See What Developed – Elsa Dorfman’s Photography

We love Errol Morris and Polaroids. Just had to have Michael Masterson review this super new doc. Treat yourself!

By Michael Masterson

The B-Side: Elsa Dorfman’s Portrait Photography

When I was a teenager I wanted a Polaroid SX-70 camera so badly I could taste it. When my parents finally caved in and gave me one for Christmas, I was entranced with the magic of instant photography. However my artistic ambitions were immediately limited because the film and flash bars were so expensive for a kid. Each print was precious.

In Errol Morris’s “The B-Side: Elsa Dorfman’s Portrait Photography” we find out that this renowned Polaroid portraitist always had to pay for her own film too. One can imagine how costly 20 x 24” Polaroid film is and it explains the title. She usually only took two photos using the large format camera, letting the client choose one and keeping the other for herself like the B-side of a 45-rpm record. The film walks us through Dorfman’s life as Morris chats with her and she pulls photo after photo from stacks of flat files including many photos she hasn’t seen herself for decades.

From the moment you first see Dorfman onscreen you love her warmth and authenticity. It’s like watching an old friend reminisce. A series of random encounters and events shaped her and a career that would have been unlikely for a “nice Jewish girl from Boston” in the 50s. Dorfman’s life is as much as a woman’s story as an artist’s journey. From an era when women were expected to marry and stay home with their family, she bucks the system repeatedly discarding the expectations of her parents and society.

→ Source material
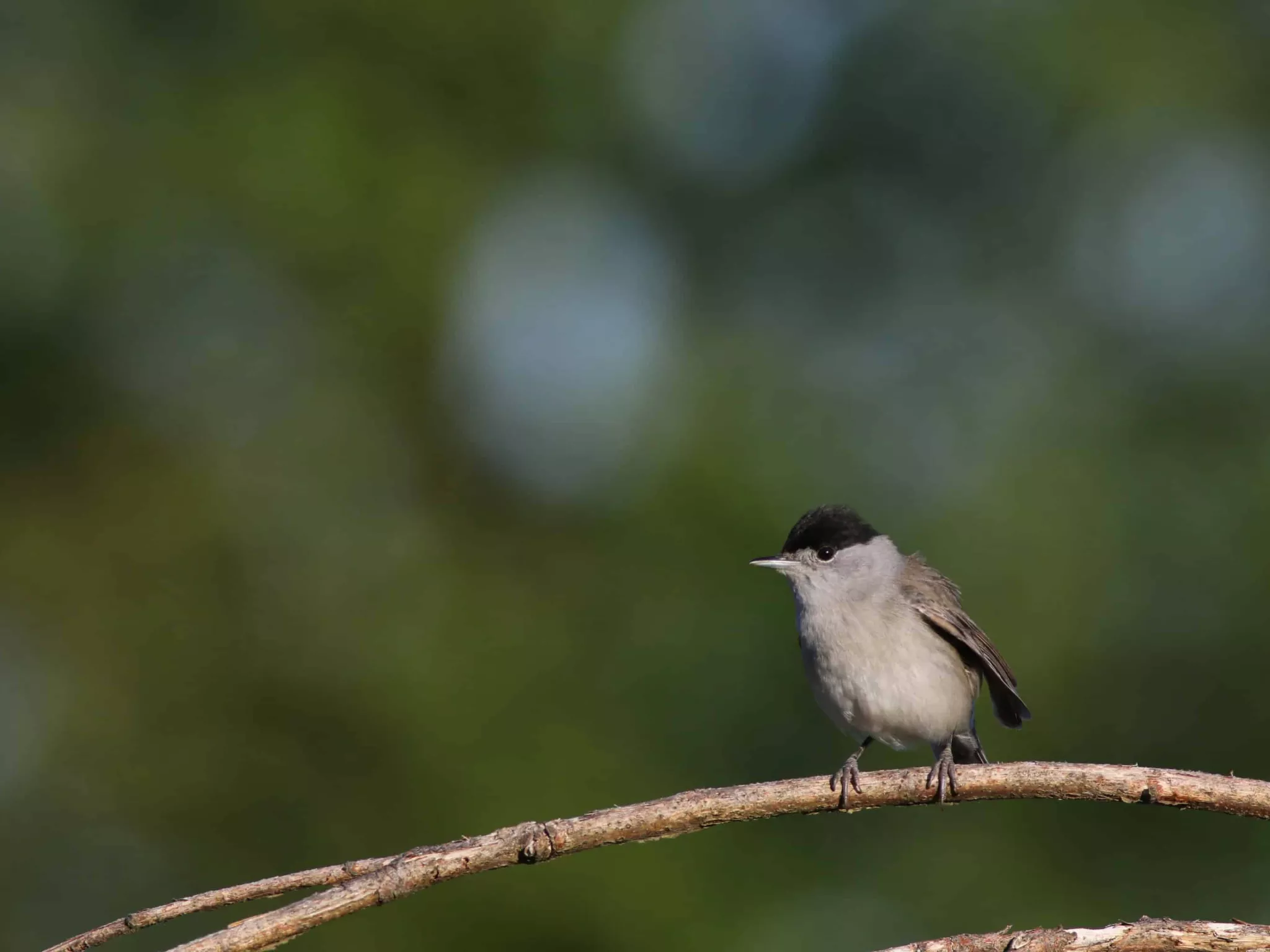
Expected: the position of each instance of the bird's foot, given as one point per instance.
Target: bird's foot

→ What you need to do
a) According to the review of the Elsa Dorfman documentary, what camera did the writer want as a teenager?
b) For each statement, say whether it agrees with the review of the Elsa Dorfman documentary. Support each answer with the deciding words quoted from the review. (i) Dorfman usually took two photos with the large format camera. (ii) The client kept both prints. (iii) Dorfman's career was typical for a Jewish girl from Boston in the 1950s.
c) Duplicate a passage of the review of the Elsa Dorfman documentary word for word. Begin at the words "See What Developed" and stop after "print was precious.".
The lines have no part in this work.

→ Outputs
a) A Polaroid SX-70 camera.

b)
(i) Yes: "She usually only took two photos using the large format camera"
(ii) No: "letting the client choose one and keeping the other for herself"
(iii) No: "a career that would have been unlikely for a “nice Jewish girl from Boston” in the 50s"

c)
See What Developed – Elsa Dorfman’s Photography

We love Errol Morris and Polaroids. Just had to have Michael Masterson review this super new doc. Treat yourself!

By Michael Masterson

The B-Side: Elsa Dorfman’s Portrait Photography

When I was a teenager I wanted a Polaroid SX-70 camera so badly I could taste it. When my parents finally caved in and gave me one for Christmas, I was entranced with the magic of instant photography. However my artistic ambitions were immediately limited because the film and flash bars were so expensive for a kid. Each print was precious.